> Excerpts of location labeling data
━━━━━━━━━━━━━━━━━━━━━━━━━━━━━━

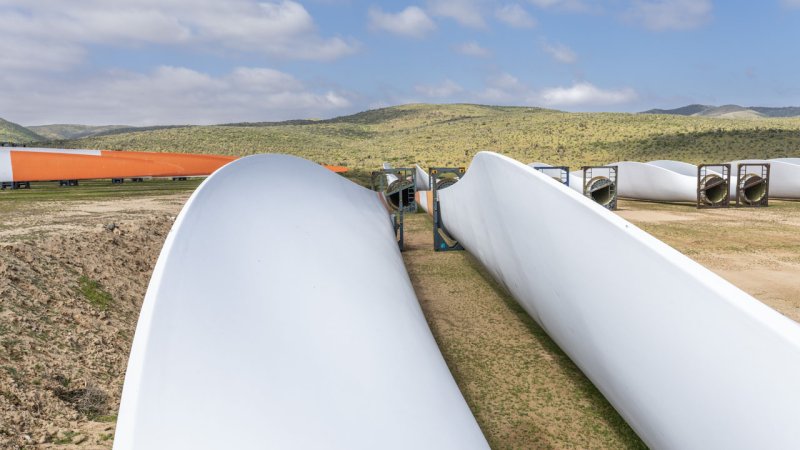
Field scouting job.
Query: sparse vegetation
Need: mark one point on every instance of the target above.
(452, 134)
(94, 293)
(12, 132)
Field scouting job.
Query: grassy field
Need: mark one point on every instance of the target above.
(452, 134)
(94, 190)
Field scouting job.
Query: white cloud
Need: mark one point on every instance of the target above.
(468, 13)
(583, 94)
(504, 88)
(62, 31)
(447, 88)
(170, 95)
(566, 5)
(515, 16)
(473, 49)
(560, 53)
(412, 21)
(663, 15)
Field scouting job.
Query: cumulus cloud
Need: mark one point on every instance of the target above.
(505, 88)
(560, 53)
(582, 94)
(566, 5)
(466, 12)
(446, 89)
(515, 16)
(61, 31)
(664, 15)
(472, 49)
(412, 21)
(170, 95)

━━━━━━━━━━━━━━━━━━━━━━━━━━━━━━

> What this task involves
Can you reproduce all of the material above, requests included, offsetting every coordinate in the answers by -10 and leaving out the pictures?

> Result of this task
Field scouting job.
Query: sparse vegetation
Need: mark one point on every instance of the target above.
(442, 124)
(84, 283)
(2, 122)
Field scouting job.
Query: grassy field
Need: mark one point on every instance of the target above.
(442, 124)
(84, 180)
Field scouting job.
Query: white cloud
Need: mark one point on every instance of the target above.
(458, 3)
(573, 84)
(494, 78)
(52, 21)
(437, 78)
(160, 85)
(556, -5)
(505, 6)
(463, 39)
(550, 43)
(402, 11)
(653, 5)
Field scouting job.
Query: cumulus cloud
Need: mark one point on every instance of the target above.
(495, 78)
(550, 43)
(572, 84)
(556, -5)
(456, 2)
(436, 79)
(505, 6)
(51, 21)
(654, 5)
(462, 39)
(402, 11)
(160, 85)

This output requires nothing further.